[WHAT YOU NEED TO DO] Starting at the line containing "as in [147,599]." and ending at the last line of the records, rewrite those lines with "paddleboarder" replaced by "stand-up paddler" and nothing else changed.
>> begin GIVEN RECORDS
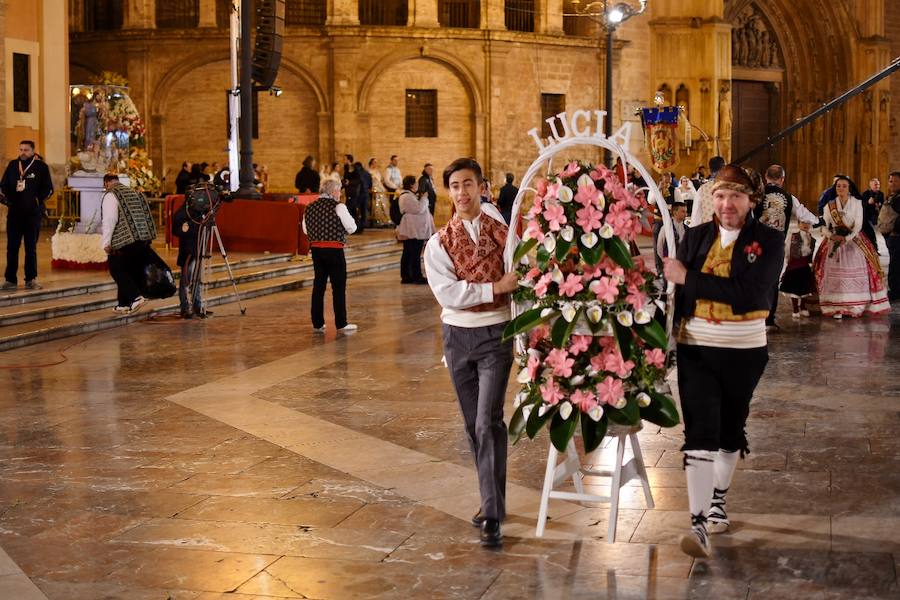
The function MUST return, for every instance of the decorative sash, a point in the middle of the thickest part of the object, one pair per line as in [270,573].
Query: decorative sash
[862,242]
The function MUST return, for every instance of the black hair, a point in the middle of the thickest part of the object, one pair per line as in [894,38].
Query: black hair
[461,164]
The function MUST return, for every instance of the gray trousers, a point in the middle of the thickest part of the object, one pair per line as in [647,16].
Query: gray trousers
[479,364]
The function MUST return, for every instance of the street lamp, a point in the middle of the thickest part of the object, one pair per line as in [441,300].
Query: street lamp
[609,15]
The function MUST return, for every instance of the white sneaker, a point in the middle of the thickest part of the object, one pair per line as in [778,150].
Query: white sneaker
[137,304]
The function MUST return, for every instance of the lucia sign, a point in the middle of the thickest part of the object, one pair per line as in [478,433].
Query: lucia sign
[581,125]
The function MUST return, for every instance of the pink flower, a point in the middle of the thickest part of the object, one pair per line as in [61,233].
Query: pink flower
[559,360]
[636,298]
[572,169]
[533,230]
[533,367]
[610,390]
[551,393]
[584,399]
[580,343]
[571,286]
[540,288]
[556,217]
[614,363]
[655,357]
[587,195]
[588,218]
[606,290]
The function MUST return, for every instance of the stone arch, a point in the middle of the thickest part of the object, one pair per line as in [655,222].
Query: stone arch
[458,68]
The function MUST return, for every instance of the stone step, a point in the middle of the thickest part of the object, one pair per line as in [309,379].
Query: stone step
[24,334]
[106,298]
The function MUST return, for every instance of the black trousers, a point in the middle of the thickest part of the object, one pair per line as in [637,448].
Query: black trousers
[21,226]
[411,260]
[329,264]
[126,266]
[716,385]
[893,244]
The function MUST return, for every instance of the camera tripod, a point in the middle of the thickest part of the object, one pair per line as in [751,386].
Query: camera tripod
[208,239]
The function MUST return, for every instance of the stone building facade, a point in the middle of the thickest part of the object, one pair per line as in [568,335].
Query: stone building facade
[743,69]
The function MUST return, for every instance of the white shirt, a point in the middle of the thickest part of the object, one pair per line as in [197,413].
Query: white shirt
[455,295]
[109,211]
[343,214]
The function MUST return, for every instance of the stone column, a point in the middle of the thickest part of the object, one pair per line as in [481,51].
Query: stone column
[343,12]
[493,15]
[550,17]
[140,14]
[207,13]
[423,13]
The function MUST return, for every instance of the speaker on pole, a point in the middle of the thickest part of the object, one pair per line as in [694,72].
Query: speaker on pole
[269,42]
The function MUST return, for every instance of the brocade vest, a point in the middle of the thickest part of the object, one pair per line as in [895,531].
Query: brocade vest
[481,263]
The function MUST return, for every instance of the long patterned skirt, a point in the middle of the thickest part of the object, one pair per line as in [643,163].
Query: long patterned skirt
[851,282]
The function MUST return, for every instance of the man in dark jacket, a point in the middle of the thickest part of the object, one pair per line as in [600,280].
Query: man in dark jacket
[507,198]
[426,186]
[26,185]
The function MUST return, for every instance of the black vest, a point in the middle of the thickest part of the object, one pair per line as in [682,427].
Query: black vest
[322,222]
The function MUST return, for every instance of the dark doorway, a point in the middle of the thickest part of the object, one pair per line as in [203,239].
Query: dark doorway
[755,110]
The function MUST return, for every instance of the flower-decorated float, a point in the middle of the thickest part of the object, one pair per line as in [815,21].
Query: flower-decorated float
[591,327]
[107,137]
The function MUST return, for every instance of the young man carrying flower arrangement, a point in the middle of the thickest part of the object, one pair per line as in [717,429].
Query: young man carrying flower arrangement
[465,262]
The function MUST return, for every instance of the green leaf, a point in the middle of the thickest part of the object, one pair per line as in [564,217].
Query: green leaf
[562,430]
[542,257]
[523,249]
[527,321]
[517,423]
[592,432]
[654,334]
[535,422]
[563,329]
[630,415]
[662,411]
[619,252]
[562,249]
[592,255]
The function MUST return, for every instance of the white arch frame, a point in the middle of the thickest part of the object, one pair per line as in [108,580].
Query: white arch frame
[654,197]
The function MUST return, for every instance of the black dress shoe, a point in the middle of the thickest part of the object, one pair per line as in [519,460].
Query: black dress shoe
[490,533]
[477,519]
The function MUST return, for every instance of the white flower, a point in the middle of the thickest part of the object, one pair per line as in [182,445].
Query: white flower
[642,317]
[585,181]
[596,413]
[549,242]
[556,276]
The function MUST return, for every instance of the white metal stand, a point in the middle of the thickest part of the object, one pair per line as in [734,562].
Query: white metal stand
[621,474]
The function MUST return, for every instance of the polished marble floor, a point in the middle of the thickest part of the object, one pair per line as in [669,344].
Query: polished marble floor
[247,457]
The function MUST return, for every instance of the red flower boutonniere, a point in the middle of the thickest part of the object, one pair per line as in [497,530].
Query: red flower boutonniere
[753,251]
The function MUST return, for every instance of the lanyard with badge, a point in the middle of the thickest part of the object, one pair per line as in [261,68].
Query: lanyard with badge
[20,184]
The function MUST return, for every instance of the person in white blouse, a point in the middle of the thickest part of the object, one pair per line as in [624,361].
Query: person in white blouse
[848,273]
[465,264]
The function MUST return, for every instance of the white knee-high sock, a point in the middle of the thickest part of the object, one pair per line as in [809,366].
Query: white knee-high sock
[699,467]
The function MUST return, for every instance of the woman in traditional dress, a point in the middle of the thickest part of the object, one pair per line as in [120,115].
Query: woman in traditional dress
[725,272]
[848,273]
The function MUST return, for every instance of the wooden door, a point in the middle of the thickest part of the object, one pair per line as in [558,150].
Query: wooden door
[754,106]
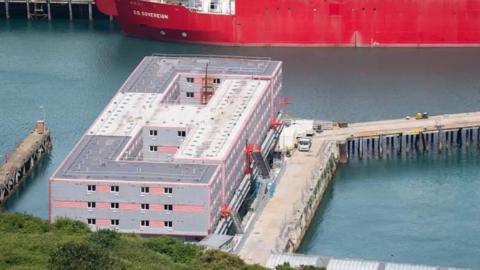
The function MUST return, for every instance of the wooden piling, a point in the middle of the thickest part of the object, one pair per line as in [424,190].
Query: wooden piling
[90,12]
[49,11]
[27,4]
[20,163]
[70,14]
[7,11]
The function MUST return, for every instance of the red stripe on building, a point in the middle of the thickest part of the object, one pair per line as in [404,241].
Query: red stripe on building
[103,188]
[103,205]
[101,222]
[156,224]
[156,190]
[70,204]
[167,149]
[129,206]
[188,208]
[156,207]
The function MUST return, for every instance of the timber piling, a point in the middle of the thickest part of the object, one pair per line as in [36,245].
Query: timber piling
[20,163]
[286,217]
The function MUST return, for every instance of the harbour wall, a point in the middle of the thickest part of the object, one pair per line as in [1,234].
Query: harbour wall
[405,144]
[292,233]
[21,162]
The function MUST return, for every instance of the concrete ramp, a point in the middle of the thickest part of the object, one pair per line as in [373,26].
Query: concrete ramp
[297,260]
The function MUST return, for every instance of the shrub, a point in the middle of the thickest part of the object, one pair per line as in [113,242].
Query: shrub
[70,226]
[104,238]
[81,256]
[176,250]
[22,223]
[219,260]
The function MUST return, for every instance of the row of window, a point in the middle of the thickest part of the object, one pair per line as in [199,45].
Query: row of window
[116,222]
[167,190]
[180,133]
[143,206]
[192,80]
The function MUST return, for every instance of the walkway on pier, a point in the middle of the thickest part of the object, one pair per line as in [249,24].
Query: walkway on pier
[282,209]
[410,126]
[307,171]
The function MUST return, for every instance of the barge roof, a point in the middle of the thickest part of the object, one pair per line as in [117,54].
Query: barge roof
[142,101]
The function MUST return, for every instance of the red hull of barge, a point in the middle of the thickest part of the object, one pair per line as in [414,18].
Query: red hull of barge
[307,22]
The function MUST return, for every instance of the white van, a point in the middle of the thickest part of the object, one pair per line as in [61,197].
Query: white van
[304,144]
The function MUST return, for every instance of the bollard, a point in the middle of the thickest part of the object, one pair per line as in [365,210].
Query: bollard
[7,11]
[70,14]
[49,13]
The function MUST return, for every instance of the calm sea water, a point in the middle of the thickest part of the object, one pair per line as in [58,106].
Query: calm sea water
[424,209]
[73,69]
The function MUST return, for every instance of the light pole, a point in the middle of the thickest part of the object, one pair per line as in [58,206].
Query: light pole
[44,112]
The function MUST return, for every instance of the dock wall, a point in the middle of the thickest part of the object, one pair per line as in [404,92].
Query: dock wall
[292,233]
[405,144]
[21,162]
[50,9]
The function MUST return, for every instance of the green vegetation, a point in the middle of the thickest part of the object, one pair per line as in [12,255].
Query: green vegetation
[32,243]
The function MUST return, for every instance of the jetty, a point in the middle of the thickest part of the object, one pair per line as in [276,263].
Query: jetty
[283,222]
[43,9]
[23,159]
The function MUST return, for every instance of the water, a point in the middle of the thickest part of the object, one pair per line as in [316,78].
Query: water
[73,69]
[418,210]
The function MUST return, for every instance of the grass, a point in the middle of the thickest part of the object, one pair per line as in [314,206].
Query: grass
[31,243]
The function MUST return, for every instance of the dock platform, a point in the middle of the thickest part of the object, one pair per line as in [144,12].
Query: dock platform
[281,225]
[23,159]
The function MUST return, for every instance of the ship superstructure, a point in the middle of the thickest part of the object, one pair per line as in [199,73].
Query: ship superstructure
[168,153]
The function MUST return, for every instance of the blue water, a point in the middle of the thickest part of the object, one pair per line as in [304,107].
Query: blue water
[419,210]
[73,69]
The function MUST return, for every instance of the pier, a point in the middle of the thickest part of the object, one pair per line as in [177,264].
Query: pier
[43,9]
[20,163]
[282,224]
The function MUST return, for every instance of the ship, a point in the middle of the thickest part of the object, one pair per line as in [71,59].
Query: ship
[335,23]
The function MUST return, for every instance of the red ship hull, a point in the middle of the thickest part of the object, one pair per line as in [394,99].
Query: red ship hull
[307,22]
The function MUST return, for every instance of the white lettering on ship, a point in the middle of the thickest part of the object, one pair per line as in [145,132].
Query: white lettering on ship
[150,14]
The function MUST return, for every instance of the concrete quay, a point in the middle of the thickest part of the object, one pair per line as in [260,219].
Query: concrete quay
[282,223]
[21,161]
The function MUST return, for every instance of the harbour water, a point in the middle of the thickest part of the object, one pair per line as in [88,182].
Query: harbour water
[421,209]
[73,69]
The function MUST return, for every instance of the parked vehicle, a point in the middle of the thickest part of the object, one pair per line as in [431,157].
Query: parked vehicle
[304,144]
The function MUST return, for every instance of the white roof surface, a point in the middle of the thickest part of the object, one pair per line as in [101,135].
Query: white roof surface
[219,122]
[213,127]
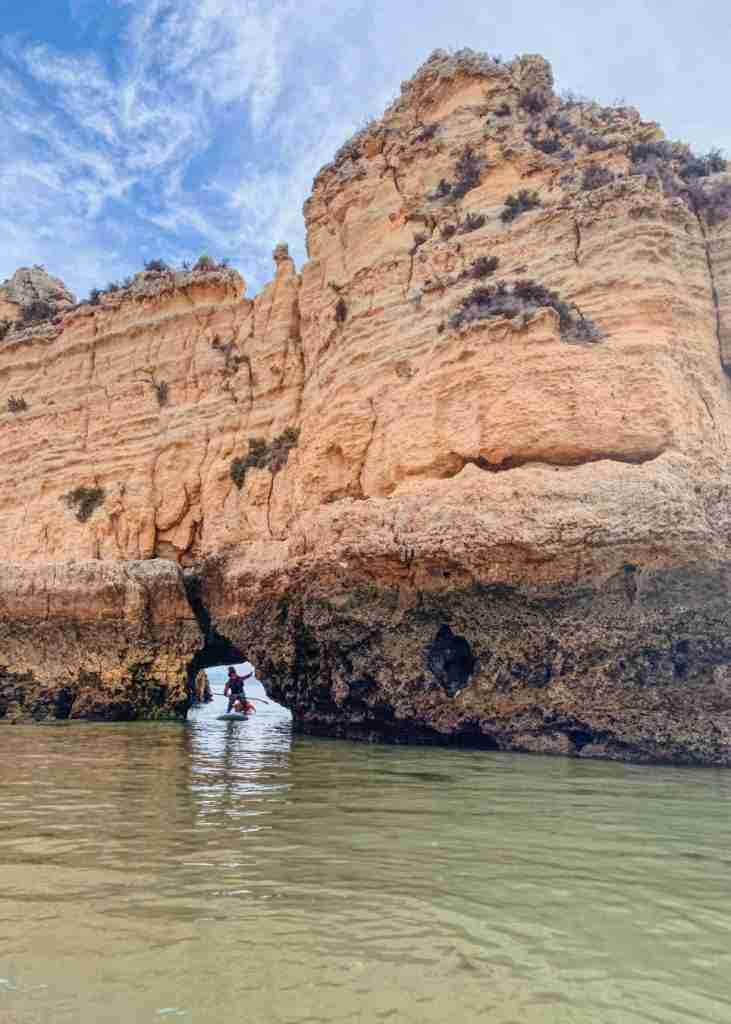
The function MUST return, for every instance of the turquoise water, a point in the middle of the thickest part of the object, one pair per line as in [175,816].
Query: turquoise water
[223,871]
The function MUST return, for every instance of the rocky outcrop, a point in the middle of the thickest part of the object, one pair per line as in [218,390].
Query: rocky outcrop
[34,294]
[94,640]
[464,477]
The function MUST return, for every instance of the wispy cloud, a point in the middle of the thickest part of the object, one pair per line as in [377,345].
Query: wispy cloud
[202,128]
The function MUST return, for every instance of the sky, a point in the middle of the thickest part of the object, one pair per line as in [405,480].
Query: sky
[143,129]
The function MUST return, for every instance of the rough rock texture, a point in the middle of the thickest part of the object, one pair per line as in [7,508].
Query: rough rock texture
[421,517]
[94,640]
[30,285]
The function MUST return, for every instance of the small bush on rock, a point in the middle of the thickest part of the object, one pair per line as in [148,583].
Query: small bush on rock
[549,145]
[428,132]
[523,298]
[37,311]
[595,176]
[483,266]
[517,204]
[157,266]
[441,190]
[533,101]
[419,239]
[699,167]
[262,456]
[472,222]
[16,404]
[468,173]
[84,501]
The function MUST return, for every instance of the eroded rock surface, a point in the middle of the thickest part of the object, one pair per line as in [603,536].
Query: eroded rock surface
[465,476]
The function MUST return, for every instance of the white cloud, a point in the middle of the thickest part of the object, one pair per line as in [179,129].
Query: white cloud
[203,129]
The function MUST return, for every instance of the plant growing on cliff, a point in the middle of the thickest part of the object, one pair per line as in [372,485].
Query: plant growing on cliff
[419,240]
[713,201]
[427,132]
[262,456]
[157,266]
[482,267]
[596,176]
[468,169]
[37,311]
[16,404]
[700,167]
[442,189]
[524,297]
[84,501]
[515,204]
[472,222]
[533,101]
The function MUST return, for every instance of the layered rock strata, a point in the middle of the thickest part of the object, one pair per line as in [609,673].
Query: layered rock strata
[464,477]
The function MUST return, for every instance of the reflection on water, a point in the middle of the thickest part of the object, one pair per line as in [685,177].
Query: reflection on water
[219,871]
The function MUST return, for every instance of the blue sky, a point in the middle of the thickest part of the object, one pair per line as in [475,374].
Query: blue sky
[135,129]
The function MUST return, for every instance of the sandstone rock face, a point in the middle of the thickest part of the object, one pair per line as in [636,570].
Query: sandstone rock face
[94,640]
[30,285]
[465,476]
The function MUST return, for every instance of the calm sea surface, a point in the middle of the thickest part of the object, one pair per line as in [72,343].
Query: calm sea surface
[224,871]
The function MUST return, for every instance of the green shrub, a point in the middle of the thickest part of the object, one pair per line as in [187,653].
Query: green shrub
[428,132]
[419,240]
[472,222]
[550,145]
[468,169]
[16,404]
[37,311]
[84,501]
[596,176]
[262,456]
[517,204]
[533,101]
[157,266]
[483,266]
[523,297]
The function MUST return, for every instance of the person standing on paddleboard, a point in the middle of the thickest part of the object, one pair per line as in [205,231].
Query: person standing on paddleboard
[234,686]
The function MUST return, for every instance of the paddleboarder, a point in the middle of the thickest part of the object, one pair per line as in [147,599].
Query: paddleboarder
[234,686]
>> end GIVEN RECORDS
[RESULT]
The function MUST return, for every instance of the stand-up paddler, a point in the middle of the thickest part of the object, one pair per line as in [147,599].
Query: stand-up paddler
[234,686]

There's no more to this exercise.